### Passage shown
#64 – Dick Bernard: the Health Care Reform Posts: a summation

This is post #8 of 13.  Other Posts on this topic: July 24, 26, 27, 29, 30, 31, August 1,5,6,7,10,15.
A lie can travel halfway around the world while the truth is putting on its shoes.”  Mark Twain (attributed)
Friday we took our 10-year old grandson to the local county fair.  It was his birthday, and he enjoyed the afternoon. (The Pig Race was the highlight: three heats, ten piglets.  That’s what Fair’s are famous for!  More in a moment on that.)
Walking the grounds, I saw our local state Senator standing by the DFL (Democrat) booth.  We know her, and stopped to say “hello”.  I asked her if there were many questions about health care reform.  She said it was amazing how much misinformation was out there, just from people who had stopped by and asked about this and that.
Her revelation was no new insight for me: just in my own little corner of the internet world, it is incredible – almost scary – to see the wild stuff that flows into my ‘in-box’, including from senders who know me.  (The stuff from people who don’t know me is far wilder.)  The lie machine is stuck on fast forward.  And people are believing the lies.  It seems that people know there is a serious problem, but are much like a person standing on a railroad track, watching a train barreling down on them, but paralyzed into non-action.  Not a good result…for the person.
Even in his hey-day, the late 19th century, Mark Twain was right: lies travel much faster than the fastest pig in that pig race at the Fair, while the truth is back in the barn, still “putting on its shoes”.  That’s why misinformation is so preferred a message, and so effective, at least in the short term.   But unlike the pig race, the lies are no laughing matter…including for the people who believe and often spread them, without knowing the difference.  Lies always have consequences.  The truth outs, but often not till the damage has been done.
When I  began thinking about this series of Health Care Reform posts a few weeks ago, I had no idea about what it would look like.  I did want to summarize how I saw the debate was developing , and I wanted to tell my personal story from 1963-65 – the time when my experience with the American health care system began.  The remaining six simply evolved on their own, ending with this post, the 8th.  (There may be more, but more likely from others.)
I’ve thought about this topic a great deal, largely because of my own history.
I’d like to leave behind a few very brief summary thoughts.
1)  The American Middle Class (the vast majority of us) is the real victim of the lack of deep reform of health care, and knows it.  Paradoxically, it is this same Middle Class which is being relied on to kill the very reform it needs, and the Middle Class comes through.  Sowing Fear, loathing, and manipulation of public opinion, especially by advertising, works wonders.

### Recorded information
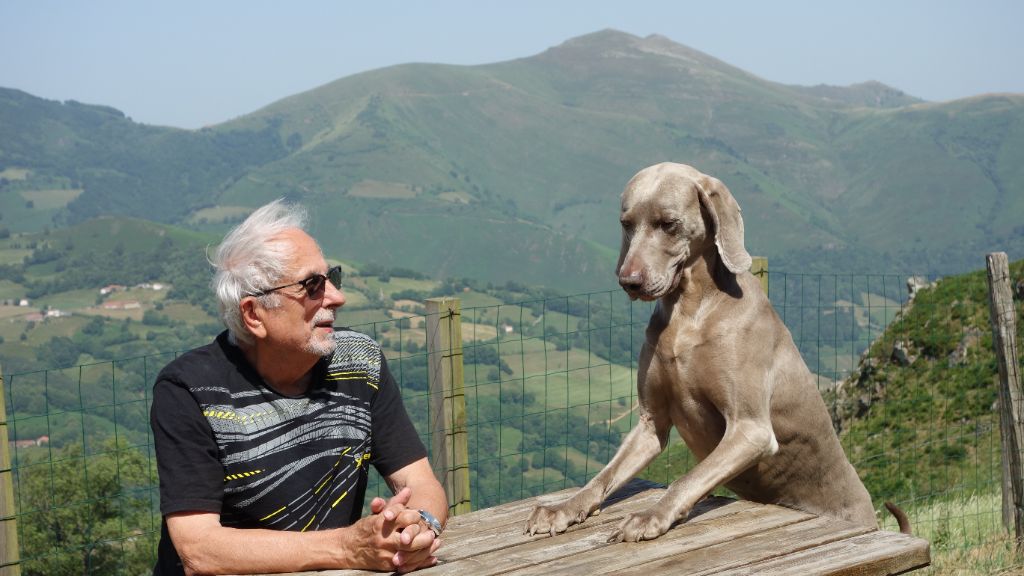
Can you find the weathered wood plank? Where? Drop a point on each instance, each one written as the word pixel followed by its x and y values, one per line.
pixel 763 542
pixel 722 536
pixel 698 533
pixel 518 511
pixel 876 552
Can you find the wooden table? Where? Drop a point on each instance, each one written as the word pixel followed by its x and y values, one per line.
pixel 722 536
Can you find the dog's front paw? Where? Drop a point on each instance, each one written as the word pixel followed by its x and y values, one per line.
pixel 642 526
pixel 555 518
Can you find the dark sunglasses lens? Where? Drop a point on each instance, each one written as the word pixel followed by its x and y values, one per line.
pixel 336 275
pixel 314 286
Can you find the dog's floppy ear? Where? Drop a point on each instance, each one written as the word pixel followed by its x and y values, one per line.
pixel 728 223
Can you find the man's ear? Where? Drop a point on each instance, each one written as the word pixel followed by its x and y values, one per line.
pixel 252 317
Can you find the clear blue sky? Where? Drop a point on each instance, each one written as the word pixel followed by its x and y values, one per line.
pixel 190 63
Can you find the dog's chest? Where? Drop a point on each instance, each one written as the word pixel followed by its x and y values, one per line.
pixel 681 370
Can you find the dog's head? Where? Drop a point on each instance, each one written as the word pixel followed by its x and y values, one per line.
pixel 671 213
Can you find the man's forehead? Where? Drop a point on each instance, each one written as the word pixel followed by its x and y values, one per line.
pixel 304 251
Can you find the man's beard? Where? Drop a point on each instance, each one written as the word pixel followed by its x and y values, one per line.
pixel 317 344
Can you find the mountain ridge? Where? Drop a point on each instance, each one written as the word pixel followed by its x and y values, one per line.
pixel 526 158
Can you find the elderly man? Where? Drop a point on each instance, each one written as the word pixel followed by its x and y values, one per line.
pixel 263 437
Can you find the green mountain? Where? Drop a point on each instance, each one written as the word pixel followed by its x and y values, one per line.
pixel 511 171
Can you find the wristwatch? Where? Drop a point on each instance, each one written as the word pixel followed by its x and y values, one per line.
pixel 432 523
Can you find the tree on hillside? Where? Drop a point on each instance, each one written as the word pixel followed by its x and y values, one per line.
pixel 86 513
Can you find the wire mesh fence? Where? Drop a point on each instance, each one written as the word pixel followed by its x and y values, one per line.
pixel 550 392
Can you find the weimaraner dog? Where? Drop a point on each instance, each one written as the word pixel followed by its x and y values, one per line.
pixel 719 365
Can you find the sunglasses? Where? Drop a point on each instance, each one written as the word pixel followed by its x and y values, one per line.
pixel 314 285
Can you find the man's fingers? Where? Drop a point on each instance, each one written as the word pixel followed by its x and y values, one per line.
pixel 401 497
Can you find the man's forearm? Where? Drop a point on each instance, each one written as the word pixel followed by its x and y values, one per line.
pixel 217 549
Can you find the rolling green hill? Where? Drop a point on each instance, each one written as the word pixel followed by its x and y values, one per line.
pixel 441 168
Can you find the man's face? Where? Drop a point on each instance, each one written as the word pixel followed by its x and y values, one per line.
pixel 301 323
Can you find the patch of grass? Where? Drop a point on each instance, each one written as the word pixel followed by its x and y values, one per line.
pixel 966 533
pixel 50 199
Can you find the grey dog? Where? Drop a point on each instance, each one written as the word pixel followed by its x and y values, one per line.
pixel 719 365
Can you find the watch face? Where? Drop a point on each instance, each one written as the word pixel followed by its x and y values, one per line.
pixel 433 523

### Work instructions
1 – In the health care post, how old was the grandson taken to the county fair?
2 – List every July date the health care post gives for other posts on this topic.
3 – Reproduce the health care post word for word from "Friday we took" up to and including "this and that.".

### Answer section
1 – He was 10 years old.

2 – July 24, July 26, July 27, July 29, July 30, July 31

3 –
Friday we took our 10-year old grandson to the local county fair.  It was his birthday, and he enjoyed the afternoon. (The Pig Race was the highlight: three heats, ten piglets.  That’s what Fair’s are famous for!  More in a moment on that.)
Walking the grounds, I saw our local state Senator standing by the DFL (Democrat) booth.  We know her, and stopped to say “hello”.  I asked her if there were many questions about health care reform.  She said it was amazing how much misinformation was out there, just from people who had stopped by and asked about this and that.